-------- Text passage --------

Filed 3/28/23 P. v. Ochoa CA5
NOT TO BE PUBLISHED IN THE OFFICIAL REPORTS
California Rules of Court, rule 8.1115(a), prohibits courts and parties from citing or relying on opinions not certified for
publication or ordered published, except as specified by rule 8.1115(b). This opinion has not been certified for publication
or ordered published for purposes of rule 8.1115.
IN THE COURT OF APPEAL OF THE STATE OF CALIFORNIA
FIFTH APPELLATE DISTRICT
THE PEOPLE,
F084071
Plaintiff and Respondent,
(Super. Ct. No. VCF414648A)
v.
JOSE ROLANDO OCHOA, OPINION
Defendant and Appellant.
APPEAL from a judgment of the Superior Court of Tulare County. Melinda
Reed, Judge.
Cynthia L. Barnes, under appointment by the Court of Appeal, for Defendant and
Appellant.
Rob Bonta, Attorney General, Lance E. Winters, Chief Assistant Attorney
General, Michael P. Farrell, Assistant Attorney General, Eric L. Christoffersen and
Darren K. Indermill, Deputy Attorneys General, for Plaintiff and Respondent.
-ooOoo-
INTRODUCTION
In 2021, appellant Jose Rolando Ochoa pleaded no contest to three charges:
(1) possession of methamphetamine for sale (Health and Saf. Code, § 11378; count 1);
(2) unlawful possession of ammunition (Pen. Code, § 30305, subd. (a)(1);1 count 3); and
(3) possession of drug paraphernalia (Health & Saf. Code, § 11364, subd. (a)(1);
count 4). In conformity with the plea agreement, the trial court sentenced him in 2022 to
prison for an aggregate determinate term of two years eight months.
Prior to sentencing in this matter, appellant filed a motion requesting the trial court
to terminate his existing obligation to register as a sex offender. Appellant’s duty to
register stemmed from a criminal conviction he had received in 2002 in an unrelated case
from the same county. Based on retroactive changes in the law, appellant argued that he
was no longer required to register. The court denied the motion without prejudice.
On appeal, appellant does not challenge the validity of his change of plea or his
sentence in this matter. Instead, he contends that the trial court erred in denying his
motion to terminate his obligation to register as a sex offender stemming from his
unrelated 2002 conviction. We find no error and affirm the judgment in this matter.

--------

#### [Required task]
Translate this sentence from the court opinion into Spanish: "On appeal, appellant does not challenge the validity of his change of plea or his sentence in this matter."

-------- Dataset entries --------

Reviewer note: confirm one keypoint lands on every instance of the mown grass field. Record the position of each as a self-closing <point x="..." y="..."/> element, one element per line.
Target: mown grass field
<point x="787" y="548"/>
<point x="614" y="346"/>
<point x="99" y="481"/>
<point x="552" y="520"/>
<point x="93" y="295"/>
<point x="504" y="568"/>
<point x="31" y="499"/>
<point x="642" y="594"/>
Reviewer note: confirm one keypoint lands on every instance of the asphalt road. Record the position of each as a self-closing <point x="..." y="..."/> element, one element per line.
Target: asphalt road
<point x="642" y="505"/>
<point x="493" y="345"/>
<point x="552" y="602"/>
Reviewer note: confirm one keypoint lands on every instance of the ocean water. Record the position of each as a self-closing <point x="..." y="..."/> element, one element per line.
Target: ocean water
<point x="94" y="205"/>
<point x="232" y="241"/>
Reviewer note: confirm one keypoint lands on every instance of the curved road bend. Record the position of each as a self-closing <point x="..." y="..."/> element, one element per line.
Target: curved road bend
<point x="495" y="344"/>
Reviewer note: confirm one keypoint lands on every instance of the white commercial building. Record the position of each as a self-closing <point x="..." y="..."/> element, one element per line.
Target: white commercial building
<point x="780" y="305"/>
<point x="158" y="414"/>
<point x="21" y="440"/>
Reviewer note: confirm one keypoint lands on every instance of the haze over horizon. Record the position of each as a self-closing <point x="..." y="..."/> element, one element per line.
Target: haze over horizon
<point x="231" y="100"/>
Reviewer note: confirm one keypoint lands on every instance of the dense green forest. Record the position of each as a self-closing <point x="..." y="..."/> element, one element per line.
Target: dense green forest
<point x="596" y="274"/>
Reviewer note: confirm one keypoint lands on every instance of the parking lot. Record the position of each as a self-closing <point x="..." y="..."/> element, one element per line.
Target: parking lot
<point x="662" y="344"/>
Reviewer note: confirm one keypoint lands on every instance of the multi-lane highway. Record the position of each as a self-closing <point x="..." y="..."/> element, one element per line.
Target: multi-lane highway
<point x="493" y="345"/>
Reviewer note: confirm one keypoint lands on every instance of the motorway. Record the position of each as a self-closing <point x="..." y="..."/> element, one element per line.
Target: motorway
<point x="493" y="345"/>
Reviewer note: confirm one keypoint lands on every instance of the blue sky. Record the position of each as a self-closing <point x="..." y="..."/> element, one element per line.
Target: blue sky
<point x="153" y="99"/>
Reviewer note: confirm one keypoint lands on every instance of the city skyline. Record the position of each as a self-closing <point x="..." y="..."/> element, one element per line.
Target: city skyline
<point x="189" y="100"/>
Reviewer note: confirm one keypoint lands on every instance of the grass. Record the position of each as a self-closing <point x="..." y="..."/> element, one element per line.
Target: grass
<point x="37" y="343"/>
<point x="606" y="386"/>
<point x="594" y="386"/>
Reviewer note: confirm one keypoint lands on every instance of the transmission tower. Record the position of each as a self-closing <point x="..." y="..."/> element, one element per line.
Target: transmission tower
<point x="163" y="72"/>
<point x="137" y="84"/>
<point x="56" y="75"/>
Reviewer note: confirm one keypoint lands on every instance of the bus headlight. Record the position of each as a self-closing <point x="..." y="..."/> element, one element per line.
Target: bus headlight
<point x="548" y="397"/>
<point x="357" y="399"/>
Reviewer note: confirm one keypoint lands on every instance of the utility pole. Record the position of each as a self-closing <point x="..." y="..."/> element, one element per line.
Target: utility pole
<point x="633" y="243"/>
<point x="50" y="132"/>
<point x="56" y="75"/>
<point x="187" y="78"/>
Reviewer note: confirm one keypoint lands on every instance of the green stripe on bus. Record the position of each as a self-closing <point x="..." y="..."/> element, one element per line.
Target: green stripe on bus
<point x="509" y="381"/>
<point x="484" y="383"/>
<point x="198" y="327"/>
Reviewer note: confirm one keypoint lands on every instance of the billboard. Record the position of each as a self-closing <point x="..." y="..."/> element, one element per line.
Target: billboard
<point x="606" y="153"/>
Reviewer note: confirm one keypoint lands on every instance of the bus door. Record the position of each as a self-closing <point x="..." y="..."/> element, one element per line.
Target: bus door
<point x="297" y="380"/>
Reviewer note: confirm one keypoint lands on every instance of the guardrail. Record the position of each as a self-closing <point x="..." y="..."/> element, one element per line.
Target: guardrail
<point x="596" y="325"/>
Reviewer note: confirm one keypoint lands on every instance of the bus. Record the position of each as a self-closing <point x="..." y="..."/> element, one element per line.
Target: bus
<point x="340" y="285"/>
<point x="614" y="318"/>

--------

#### [Finished exercise]
En la apelación, el apelante no impugna la validez de su cambio de declaración ni su sentencia en este asunto.